:: INSTRUCTION ::
Locate the line with "like [[878, 1107]]." in the material. Copy that line and each one after it, through the last, exactly and with nothing else.
Start of SUPPLIED ENTRIES
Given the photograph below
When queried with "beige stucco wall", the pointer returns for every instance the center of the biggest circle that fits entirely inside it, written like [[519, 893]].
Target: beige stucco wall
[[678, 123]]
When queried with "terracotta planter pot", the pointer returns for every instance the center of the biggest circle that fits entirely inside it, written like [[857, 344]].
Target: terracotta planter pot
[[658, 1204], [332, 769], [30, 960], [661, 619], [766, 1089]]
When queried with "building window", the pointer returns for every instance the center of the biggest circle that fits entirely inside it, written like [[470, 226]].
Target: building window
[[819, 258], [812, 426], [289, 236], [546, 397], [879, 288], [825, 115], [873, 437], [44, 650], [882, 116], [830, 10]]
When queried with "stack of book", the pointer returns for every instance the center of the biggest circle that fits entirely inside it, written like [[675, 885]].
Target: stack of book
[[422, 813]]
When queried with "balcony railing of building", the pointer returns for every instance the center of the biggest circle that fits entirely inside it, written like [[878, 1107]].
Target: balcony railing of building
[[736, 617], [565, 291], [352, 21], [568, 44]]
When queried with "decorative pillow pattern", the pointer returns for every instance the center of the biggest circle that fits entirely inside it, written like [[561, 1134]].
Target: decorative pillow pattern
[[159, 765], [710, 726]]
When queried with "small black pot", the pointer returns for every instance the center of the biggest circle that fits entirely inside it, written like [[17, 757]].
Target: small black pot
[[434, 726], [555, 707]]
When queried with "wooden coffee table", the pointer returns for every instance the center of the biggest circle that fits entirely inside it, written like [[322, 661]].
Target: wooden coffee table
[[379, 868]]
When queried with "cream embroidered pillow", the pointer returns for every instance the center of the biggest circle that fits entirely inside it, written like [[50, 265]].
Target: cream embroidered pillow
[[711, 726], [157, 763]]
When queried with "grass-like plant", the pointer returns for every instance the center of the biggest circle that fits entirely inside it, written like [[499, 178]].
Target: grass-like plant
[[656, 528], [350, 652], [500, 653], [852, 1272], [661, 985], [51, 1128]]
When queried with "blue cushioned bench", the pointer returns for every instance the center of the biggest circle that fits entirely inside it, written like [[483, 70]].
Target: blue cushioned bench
End of SUPPLIED ENTRIES
:: EXERCISE ANSWER ::
When queried with "balcony railing of building", the pointer returns for every instance the center of the biggest circle that fits entirely inside it, written like [[878, 1107]].
Target: balcony railing of building
[[736, 617], [565, 291], [352, 21], [568, 44]]
When queried with "decorative pillow pattern", the pointer returns for every instance the center of the biggest circle that fits entirely inside it, written like [[561, 1134]].
Target: decorative pillow pattern
[[159, 765], [710, 726]]
When queried with "small black pot", the pointer returns for every instance the center of the biggest circle that fits entirely inside it, written like [[17, 757]].
Target: small black pot
[[434, 726], [555, 707]]
When queried with "wooden coffee table", the pointer returns for every instance the center of the biggest circle that fits entirely inside it, written like [[322, 661]].
Target: wooden coffee table
[[379, 868]]
When queried with "cream embroidered pillow", the pointer returns for every instance the center of the biggest circle that fits entirely inside it, written like [[50, 265]].
Target: cream embroidered pillow
[[711, 726], [157, 763]]
When queried with "grass-like plant", the pointer returns for every instance the center of the biggest circle that fits entirely inside it, written like [[499, 178]].
Target: grass-like plant
[[656, 528], [350, 652], [500, 653], [852, 1272], [661, 985], [51, 1128]]
When queried with "blue cushioned bench", the pointer returns for every instance the center of the biggest circle that fits entirely inside it, written like [[483, 70]].
Target: blue cushioned bench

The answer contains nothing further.